== Request A ==
From the entries below, return verbatim the lines that begin with the line containing "metal fence post." and continue through the line containing "[88,68,93,79]", including both of those lines.

== Text shown ==
-*-

The first exhibition devoted to the detective for 60 years is a joyous celebration of the sleuth in all his guises. Click above to watch Ian McKellen on Holmes, and the second tab for our interactive map (phone app users go to thetimes.co.uk/arts)

Before you ask: no. The Museum of London’s new Sherlock Holmes exhibition, the first of its kind since the Festival of Britain in 1951, does not reconstruct the sitting room at 221b Baker Street. Alex Werner, the museum’s head of history collections, who also oversaw the acclaimed Charles Dickens and London in 2011, sighs quietly when the subject arises. “We decided early on that we weren’t going to do that,” he says. “It’s been done over and over again.”

This much is true. In London alone at least two Sherlockian attractions offer the full fireside tableau: the Sherlock Holmes Museum on Baker Street, where a man with a white moustache pretends to be Arthur Conan Doyle and you can see Sherlock’s teak-seated toilet; and the Sherlock Holmes pub in Charing Cross, which bought most of the collection assembled for the Festival of Britain display — though not, presumably, the fresh crumpets that used to be left out every day with two different sets of bite marks in them. (Insert here your own 1950s-vintage joke about Holmes and Watson “sharing crumpet”.)

You can buy deerstalker hats in the Museum of London shop — classy ones, made by Christys’ in a specially designed “urban” tweed — but it feels like a concession to traditionalists. Subtitled The Man Who Never Lived and Will Never Die, the exhibition is more intellectually satisfying than its permanent rivals because it recognises that while it is only polite to inquire into Holmes’s origins it no longer makes sense to tether him to a specific period.

Fans of the Guy Ritchie franchise might disagree, but Holmes’s present massive popularity is mostly down to the ingenuity of the BBC’s Sherlock, which wrenches him out of the Victorian era and into ours while preserving a fanboy-strong flavour of the original stories. The Museum of London’s show attempts a similar feat of time slippage, emphasising how Doyle’s Holmes was a contradictory amalgam of fin-de-siècle stereotypes — idle Bohemian drug addict and Nietzschean superman — which subsequent reinventions have refined.

Of course many — most? — visitors will make a beeline for the now-iconic Belstaff coat and Derek Rose camel dressing gown worn by Benedict Cumberbatch. Werner is sanguine about that. “The challenge is pleasing all the different interest groups,” he says. “Some only know Sherlock Holmes through the BBC show, but once they get sucked in they want to know where it’s come from. It helps that Steven Moffat and Mark Gatiss have been so clever with their scripts.”

The great detective’s fictionality is celebrated from the very start. We enter the galleries through a door in a wall of books, some of them Holmes’s own monographs — eg Practical Handbook of Bee Culture, with Some Observations upon the Segregation of the Queen — and find ourselves, in Werner’s words, “bombarded by Sherlocks” on posters and on a wall of screens showing all the different actors who have played him.

-*-

== Supplied material ==
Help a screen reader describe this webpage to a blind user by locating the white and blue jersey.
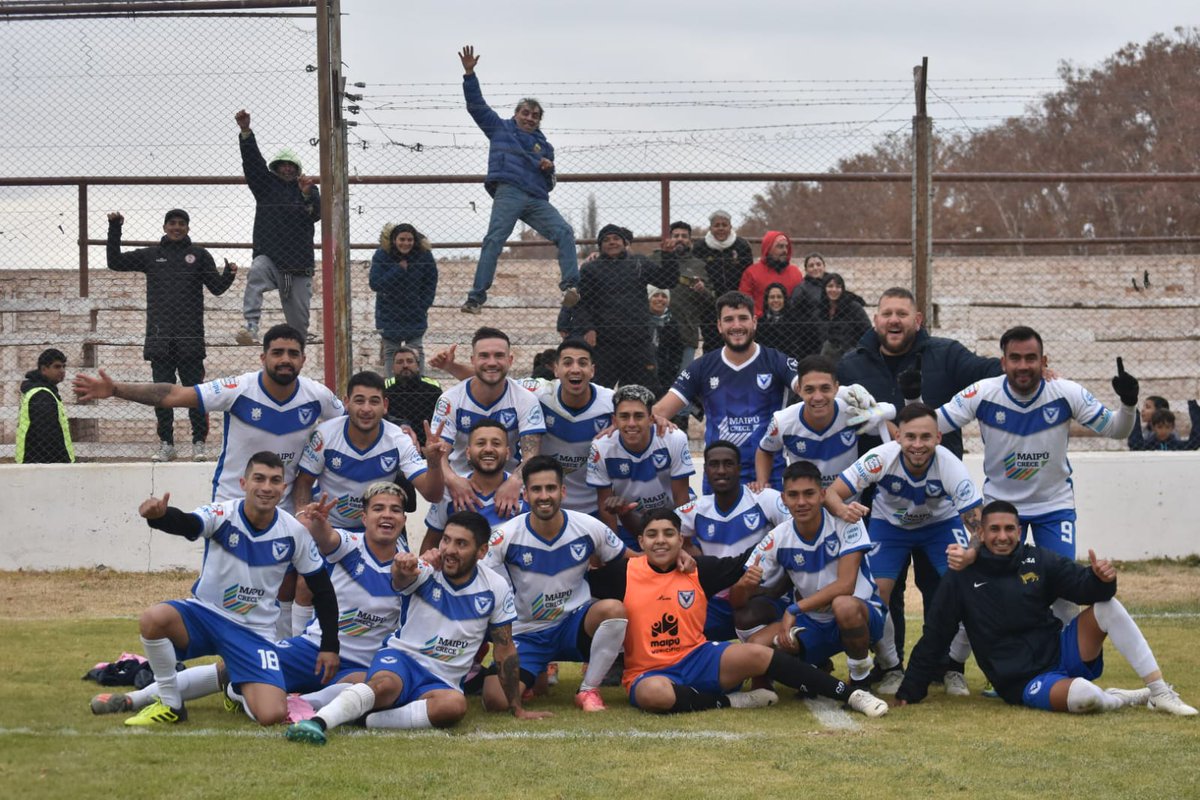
[194,372,346,509]
[304,530,407,667]
[839,441,983,530]
[676,486,792,558]
[384,561,516,686]
[758,398,858,488]
[184,500,325,642]
[671,344,796,491]
[521,379,612,515]
[937,375,1133,519]
[745,509,884,622]
[300,416,428,530]
[425,473,529,534]
[430,378,546,475]
[484,511,625,634]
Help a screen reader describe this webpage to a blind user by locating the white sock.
[846,652,875,680]
[367,700,433,728]
[140,636,184,709]
[275,600,292,642]
[1092,597,1158,679]
[875,614,900,669]
[580,619,629,692]
[1050,597,1079,627]
[950,622,971,663]
[317,684,374,730]
[1067,678,1124,714]
[288,603,312,636]
[300,684,354,711]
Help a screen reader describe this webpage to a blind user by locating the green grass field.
[0,564,1200,800]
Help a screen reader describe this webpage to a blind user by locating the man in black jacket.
[896,500,1196,716]
[108,209,238,462]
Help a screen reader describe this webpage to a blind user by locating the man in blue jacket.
[458,44,580,314]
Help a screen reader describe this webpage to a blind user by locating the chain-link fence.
[0,12,1200,459]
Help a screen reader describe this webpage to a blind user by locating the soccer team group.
[74,288,1196,744]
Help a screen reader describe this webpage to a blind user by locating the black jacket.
[238,133,320,276]
[838,327,1001,458]
[108,221,234,361]
[896,545,1117,705]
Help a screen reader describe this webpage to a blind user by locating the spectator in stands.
[576,224,679,387]
[738,230,804,317]
[108,209,238,462]
[650,222,716,372]
[371,222,438,378]
[383,344,442,453]
[1127,395,1171,450]
[458,44,580,314]
[817,272,871,363]
[17,348,74,464]
[1129,401,1200,450]
[234,109,320,344]
[691,211,754,353]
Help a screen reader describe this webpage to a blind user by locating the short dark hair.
[979,500,1021,524]
[37,348,67,369]
[1000,325,1043,353]
[242,450,287,475]
[346,369,386,397]
[784,461,822,486]
[716,290,754,318]
[470,325,512,348]
[263,323,306,353]
[896,403,937,426]
[521,456,563,483]
[796,355,838,383]
[443,511,492,549]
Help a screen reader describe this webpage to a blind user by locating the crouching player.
[896,500,1196,716]
[92,451,340,726]
[622,509,888,717]
[287,511,550,745]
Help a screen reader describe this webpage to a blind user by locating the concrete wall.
[0,452,1200,571]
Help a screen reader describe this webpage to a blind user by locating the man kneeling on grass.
[622,509,888,717]
[286,511,550,745]
[896,500,1196,716]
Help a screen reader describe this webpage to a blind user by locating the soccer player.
[676,439,792,642]
[286,511,550,745]
[588,384,696,549]
[730,461,887,684]
[431,327,546,516]
[654,291,798,484]
[938,325,1138,624]
[826,403,983,696]
[484,456,625,711]
[896,500,1196,716]
[622,509,888,717]
[112,451,338,726]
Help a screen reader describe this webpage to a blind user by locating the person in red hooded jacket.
[738,230,804,317]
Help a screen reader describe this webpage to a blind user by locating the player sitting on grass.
[286,511,550,745]
[92,451,340,726]
[896,500,1196,716]
[622,509,888,717]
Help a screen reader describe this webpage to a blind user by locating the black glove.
[896,353,920,401]
[1112,356,1138,405]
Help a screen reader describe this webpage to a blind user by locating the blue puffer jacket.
[371,246,438,341]
[462,74,554,200]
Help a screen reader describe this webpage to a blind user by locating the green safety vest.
[17,386,74,464]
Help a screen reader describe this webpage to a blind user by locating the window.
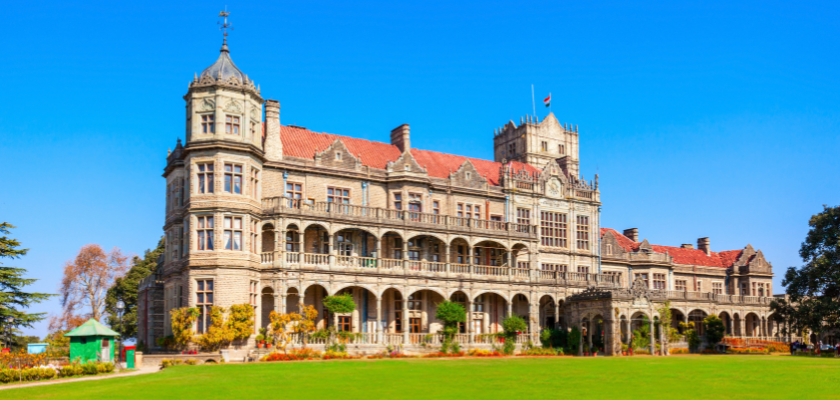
[248,281,259,307]
[286,182,303,199]
[201,114,216,133]
[712,282,723,294]
[577,215,589,250]
[394,193,402,210]
[225,115,239,135]
[195,279,213,333]
[473,294,484,312]
[408,293,423,310]
[198,163,213,193]
[338,315,352,332]
[286,230,300,253]
[225,164,242,194]
[251,168,260,199]
[408,193,423,212]
[196,216,213,250]
[251,219,260,254]
[639,274,650,288]
[458,203,481,219]
[540,211,568,247]
[604,271,622,283]
[327,187,350,204]
[516,208,531,225]
[224,217,242,250]
[653,274,667,290]
[540,263,569,272]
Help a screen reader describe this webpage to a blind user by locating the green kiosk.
[64,318,120,363]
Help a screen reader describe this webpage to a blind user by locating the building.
[138,38,772,353]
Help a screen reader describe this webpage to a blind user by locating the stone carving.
[201,99,216,111]
[225,100,242,114]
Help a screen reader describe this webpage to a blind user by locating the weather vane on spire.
[217,6,233,44]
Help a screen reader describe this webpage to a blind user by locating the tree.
[55,244,128,329]
[0,222,55,329]
[105,238,166,338]
[782,205,840,337]
[435,300,467,353]
[502,315,528,354]
[703,314,726,344]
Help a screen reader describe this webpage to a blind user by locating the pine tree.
[105,238,165,338]
[0,222,55,328]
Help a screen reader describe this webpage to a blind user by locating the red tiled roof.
[280,126,539,185]
[601,228,743,268]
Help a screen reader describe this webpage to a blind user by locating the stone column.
[402,294,411,346]
[327,234,335,269]
[464,295,473,344]
[443,242,452,275]
[648,313,656,355]
[374,296,382,343]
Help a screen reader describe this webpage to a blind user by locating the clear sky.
[0,0,840,336]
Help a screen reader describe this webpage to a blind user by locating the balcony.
[668,290,773,305]
[262,197,537,240]
[261,252,621,288]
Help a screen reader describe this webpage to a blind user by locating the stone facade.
[139,39,772,354]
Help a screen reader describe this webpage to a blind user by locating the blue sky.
[0,1,840,336]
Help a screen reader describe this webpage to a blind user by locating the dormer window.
[201,114,216,133]
[225,115,239,135]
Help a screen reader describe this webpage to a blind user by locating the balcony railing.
[262,197,537,238]
[263,252,619,287]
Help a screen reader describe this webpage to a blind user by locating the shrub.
[467,349,504,357]
[703,314,726,345]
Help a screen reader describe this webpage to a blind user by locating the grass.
[6,356,840,400]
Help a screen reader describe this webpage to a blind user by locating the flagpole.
[531,83,537,118]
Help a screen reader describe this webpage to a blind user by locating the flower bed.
[260,349,321,361]
[467,349,505,357]
[0,361,114,383]
[726,347,770,354]
[423,351,466,358]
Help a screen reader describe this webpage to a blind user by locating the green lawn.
[6,356,840,400]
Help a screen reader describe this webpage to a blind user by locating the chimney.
[697,238,712,256]
[624,228,639,242]
[391,124,411,153]
[263,100,283,161]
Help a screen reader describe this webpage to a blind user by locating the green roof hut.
[64,318,120,363]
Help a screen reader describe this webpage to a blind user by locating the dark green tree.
[0,222,55,332]
[703,314,726,345]
[435,300,467,353]
[105,238,166,338]
[502,315,528,354]
[782,206,840,336]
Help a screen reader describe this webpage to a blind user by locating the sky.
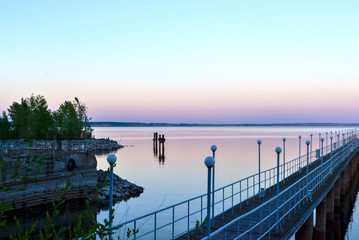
[0,0,359,123]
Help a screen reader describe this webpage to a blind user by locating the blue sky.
[0,1,359,123]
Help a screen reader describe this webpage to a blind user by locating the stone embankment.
[0,138,123,155]
[0,139,143,209]
[97,170,143,201]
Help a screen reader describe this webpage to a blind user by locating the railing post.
[298,135,302,173]
[107,153,117,240]
[275,147,282,232]
[282,137,287,184]
[204,157,214,239]
[211,145,217,226]
[305,140,311,201]
[253,139,263,198]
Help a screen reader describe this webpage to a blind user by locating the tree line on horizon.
[0,95,93,140]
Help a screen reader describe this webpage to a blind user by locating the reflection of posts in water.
[158,135,166,162]
[153,132,158,157]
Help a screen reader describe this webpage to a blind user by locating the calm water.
[94,127,359,239]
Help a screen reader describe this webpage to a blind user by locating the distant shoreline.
[90,122,359,127]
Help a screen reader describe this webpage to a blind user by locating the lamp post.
[75,97,87,151]
[330,136,333,173]
[257,139,262,198]
[343,133,345,146]
[325,132,328,154]
[204,156,214,239]
[298,135,302,173]
[310,133,313,163]
[282,137,287,184]
[305,140,310,200]
[211,145,217,226]
[107,153,117,240]
[320,137,324,183]
[275,147,282,232]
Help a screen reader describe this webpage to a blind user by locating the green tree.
[54,101,83,140]
[8,98,32,139]
[27,95,54,139]
[0,111,10,140]
[8,95,53,140]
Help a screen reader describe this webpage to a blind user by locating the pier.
[107,130,359,239]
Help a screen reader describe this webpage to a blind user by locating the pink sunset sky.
[0,1,359,123]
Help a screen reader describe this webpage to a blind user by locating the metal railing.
[109,133,357,239]
[203,136,359,239]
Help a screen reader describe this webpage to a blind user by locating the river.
[94,127,359,239]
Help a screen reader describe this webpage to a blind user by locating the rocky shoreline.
[97,169,144,202]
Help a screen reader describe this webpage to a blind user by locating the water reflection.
[94,127,354,234]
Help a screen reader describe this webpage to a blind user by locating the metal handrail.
[109,132,356,239]
[203,140,358,239]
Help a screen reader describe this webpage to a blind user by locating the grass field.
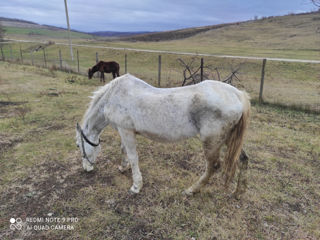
[3,40,320,112]
[0,62,320,239]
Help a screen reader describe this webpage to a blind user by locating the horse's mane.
[82,75,126,123]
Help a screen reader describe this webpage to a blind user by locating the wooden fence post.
[20,45,23,63]
[1,47,6,61]
[158,55,161,87]
[77,49,80,73]
[124,54,128,73]
[200,58,203,82]
[30,49,34,66]
[43,48,47,68]
[59,49,62,70]
[259,59,267,103]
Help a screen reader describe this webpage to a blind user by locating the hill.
[104,11,320,60]
[0,17,93,40]
[89,31,150,37]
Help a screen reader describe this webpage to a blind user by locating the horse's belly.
[136,124,198,142]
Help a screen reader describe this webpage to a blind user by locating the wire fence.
[1,42,320,112]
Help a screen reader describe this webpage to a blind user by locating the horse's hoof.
[118,165,130,173]
[232,191,243,200]
[182,188,194,196]
[129,185,140,195]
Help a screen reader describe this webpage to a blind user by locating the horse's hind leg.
[184,141,220,195]
[234,149,249,200]
[118,142,131,173]
[118,128,142,193]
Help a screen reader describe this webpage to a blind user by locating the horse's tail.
[224,92,250,187]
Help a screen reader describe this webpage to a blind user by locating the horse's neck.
[83,105,108,142]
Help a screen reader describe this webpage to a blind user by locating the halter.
[77,123,100,166]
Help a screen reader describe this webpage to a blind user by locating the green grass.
[0,62,320,239]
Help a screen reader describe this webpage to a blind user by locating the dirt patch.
[0,134,23,156]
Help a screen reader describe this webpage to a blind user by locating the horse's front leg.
[234,149,249,200]
[118,128,142,193]
[118,140,131,173]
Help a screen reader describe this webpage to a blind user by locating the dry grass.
[0,63,320,239]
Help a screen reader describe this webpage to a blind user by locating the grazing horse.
[88,61,120,82]
[76,74,250,198]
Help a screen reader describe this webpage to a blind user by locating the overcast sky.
[0,0,316,32]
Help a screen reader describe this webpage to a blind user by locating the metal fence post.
[124,54,128,73]
[20,45,23,63]
[30,49,34,66]
[10,45,12,61]
[200,58,203,82]
[59,49,62,70]
[77,49,80,73]
[158,55,161,87]
[1,47,6,61]
[43,48,47,68]
[259,59,267,103]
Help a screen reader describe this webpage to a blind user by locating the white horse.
[77,74,250,198]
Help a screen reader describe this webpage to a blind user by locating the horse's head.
[76,123,101,172]
[88,68,93,79]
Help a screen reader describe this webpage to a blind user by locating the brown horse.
[88,61,120,82]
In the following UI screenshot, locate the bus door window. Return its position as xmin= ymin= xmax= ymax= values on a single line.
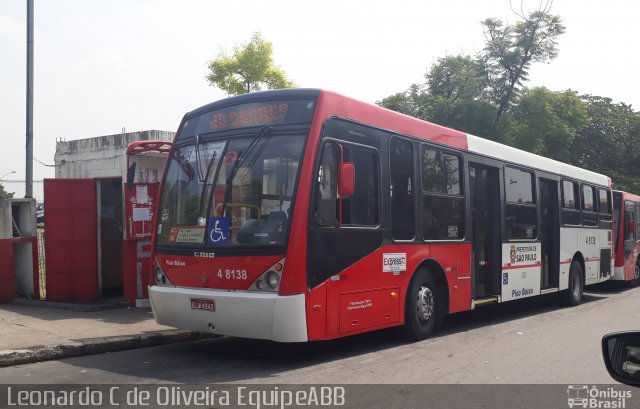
xmin=469 ymin=165 xmax=502 ymax=298
xmin=582 ymin=185 xmax=598 ymax=226
xmin=307 ymin=140 xmax=383 ymax=291
xmin=504 ymin=166 xmax=538 ymax=240
xmin=389 ymin=137 xmax=415 ymax=240
xmin=624 ymin=200 xmax=637 ymax=259
xmin=538 ymin=178 xmax=560 ymax=288
xmin=562 ymin=180 xmax=580 ymax=226
xmin=633 ymin=203 xmax=640 ymax=242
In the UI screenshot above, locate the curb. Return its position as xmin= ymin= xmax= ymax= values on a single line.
xmin=0 ymin=330 xmax=218 ymax=368
xmin=10 ymin=298 xmax=132 ymax=312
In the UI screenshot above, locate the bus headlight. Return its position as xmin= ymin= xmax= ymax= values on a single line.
xmin=247 ymin=258 xmax=284 ymax=292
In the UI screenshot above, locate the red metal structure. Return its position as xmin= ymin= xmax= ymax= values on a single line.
xmin=44 ymin=140 xmax=171 ymax=306
xmin=123 ymin=141 xmax=171 ymax=305
xmin=149 ymin=89 xmax=612 ymax=342
xmin=611 ymin=190 xmax=640 ymax=287
xmin=44 ymin=179 xmax=98 ymax=301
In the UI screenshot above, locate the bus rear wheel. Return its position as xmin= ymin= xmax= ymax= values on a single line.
xmin=402 ymin=269 xmax=444 ymax=341
xmin=563 ymin=260 xmax=584 ymax=307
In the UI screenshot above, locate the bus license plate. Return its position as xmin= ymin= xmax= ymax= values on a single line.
xmin=191 ymin=298 xmax=216 ymax=311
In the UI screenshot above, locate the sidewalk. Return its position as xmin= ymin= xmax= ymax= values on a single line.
xmin=0 ymin=300 xmax=210 ymax=367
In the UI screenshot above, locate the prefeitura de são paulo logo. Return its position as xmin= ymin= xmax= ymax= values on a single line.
xmin=567 ymin=385 xmax=631 ymax=409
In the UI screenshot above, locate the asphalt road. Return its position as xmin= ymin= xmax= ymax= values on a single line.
xmin=0 ymin=283 xmax=640 ymax=384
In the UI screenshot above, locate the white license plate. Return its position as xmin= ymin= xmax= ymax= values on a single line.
xmin=191 ymin=298 xmax=216 ymax=311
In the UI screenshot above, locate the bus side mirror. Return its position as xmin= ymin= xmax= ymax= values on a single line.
xmin=602 ymin=331 xmax=640 ymax=386
xmin=338 ymin=162 xmax=356 ymax=197
xmin=127 ymin=162 xmax=136 ymax=190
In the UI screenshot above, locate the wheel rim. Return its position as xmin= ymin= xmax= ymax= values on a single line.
xmin=571 ymin=274 xmax=580 ymax=299
xmin=417 ymin=286 xmax=435 ymax=322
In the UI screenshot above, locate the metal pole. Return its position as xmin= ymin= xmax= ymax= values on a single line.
xmin=24 ymin=0 xmax=33 ymax=198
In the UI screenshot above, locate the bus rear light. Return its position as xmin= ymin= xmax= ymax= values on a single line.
xmin=153 ymin=260 xmax=173 ymax=287
xmin=247 ymin=258 xmax=284 ymax=291
xmin=267 ymin=271 xmax=280 ymax=290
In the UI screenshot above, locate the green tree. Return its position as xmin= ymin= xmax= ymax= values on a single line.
xmin=207 ymin=32 xmax=294 ymax=95
xmin=479 ymin=0 xmax=565 ymax=122
xmin=571 ymin=95 xmax=640 ymax=193
xmin=508 ymin=87 xmax=590 ymax=162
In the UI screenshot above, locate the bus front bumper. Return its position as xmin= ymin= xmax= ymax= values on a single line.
xmin=149 ymin=285 xmax=308 ymax=342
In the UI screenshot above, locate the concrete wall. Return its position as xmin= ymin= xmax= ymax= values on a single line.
xmin=54 ymin=130 xmax=175 ymax=182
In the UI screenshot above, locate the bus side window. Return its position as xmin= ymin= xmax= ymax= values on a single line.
xmin=420 ymin=145 xmax=465 ymax=240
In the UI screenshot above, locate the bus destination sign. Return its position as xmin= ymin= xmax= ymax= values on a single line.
xmin=209 ymin=102 xmax=289 ymax=129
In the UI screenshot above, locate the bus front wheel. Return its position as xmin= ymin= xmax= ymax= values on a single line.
xmin=564 ymin=260 xmax=584 ymax=307
xmin=627 ymin=263 xmax=640 ymax=287
xmin=402 ymin=269 xmax=443 ymax=341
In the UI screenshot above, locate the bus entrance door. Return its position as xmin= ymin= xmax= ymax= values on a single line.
xmin=539 ymin=178 xmax=560 ymax=289
xmin=469 ymin=164 xmax=501 ymax=298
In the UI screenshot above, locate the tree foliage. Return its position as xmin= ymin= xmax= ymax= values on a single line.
xmin=508 ymin=87 xmax=589 ymax=162
xmin=378 ymin=0 xmax=640 ymax=193
xmin=571 ymin=95 xmax=640 ymax=193
xmin=207 ymin=32 xmax=294 ymax=95
xmin=479 ymin=0 xmax=565 ymax=121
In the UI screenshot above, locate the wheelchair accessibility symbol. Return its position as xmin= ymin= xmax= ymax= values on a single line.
xmin=207 ymin=217 xmax=231 ymax=244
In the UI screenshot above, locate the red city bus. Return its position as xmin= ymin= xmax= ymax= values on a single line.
xmin=149 ymin=89 xmax=613 ymax=342
xmin=611 ymin=190 xmax=640 ymax=287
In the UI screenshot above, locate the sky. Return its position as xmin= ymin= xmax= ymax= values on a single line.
xmin=0 ymin=0 xmax=640 ymax=180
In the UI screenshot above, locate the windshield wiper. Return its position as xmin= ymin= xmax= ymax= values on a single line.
xmin=222 ymin=125 xmax=271 ymax=216
xmin=200 ymin=151 xmax=218 ymax=223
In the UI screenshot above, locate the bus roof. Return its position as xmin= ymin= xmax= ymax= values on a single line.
xmin=613 ymin=190 xmax=640 ymax=203
xmin=187 ymin=88 xmax=611 ymax=186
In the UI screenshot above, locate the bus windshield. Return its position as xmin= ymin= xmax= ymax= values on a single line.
xmin=157 ymin=126 xmax=306 ymax=247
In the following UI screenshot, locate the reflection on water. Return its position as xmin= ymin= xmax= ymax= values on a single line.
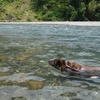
xmin=0 ymin=25 xmax=100 ymax=100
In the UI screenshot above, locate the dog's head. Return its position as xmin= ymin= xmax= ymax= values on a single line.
xmin=67 ymin=61 xmax=82 ymax=70
xmin=48 ymin=58 xmax=66 ymax=72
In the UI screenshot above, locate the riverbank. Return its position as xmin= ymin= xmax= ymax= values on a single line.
xmin=0 ymin=21 xmax=100 ymax=26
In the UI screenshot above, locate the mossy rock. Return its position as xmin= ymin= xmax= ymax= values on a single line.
xmin=0 ymin=55 xmax=7 ymax=62
xmin=15 ymin=55 xmax=30 ymax=61
xmin=28 ymin=81 xmax=44 ymax=90
xmin=0 ymin=72 xmax=9 ymax=77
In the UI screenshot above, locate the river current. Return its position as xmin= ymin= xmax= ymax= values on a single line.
xmin=0 ymin=24 xmax=100 ymax=100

-*-

== Request B ==
In the exhibition review, how do visitors enter the galleries?

== Response A ==
Help a screen reader describe this webpage to a blind user by locating the metal fence post.
[124,54,128,73]
[20,45,23,63]
[30,49,34,66]
[10,45,12,61]
[200,58,203,82]
[59,49,62,70]
[77,49,80,73]
[158,55,161,87]
[1,47,6,61]
[43,48,47,68]
[259,59,267,103]
Help a screen reader describe this webpage to a blind user by locating the white horse.
[77,74,250,198]
Help a screen reader describe this webpage to a blind user by locating the horse's head.
[76,123,101,172]
[88,68,93,79]

== Response B ==
Through a door in a wall of books.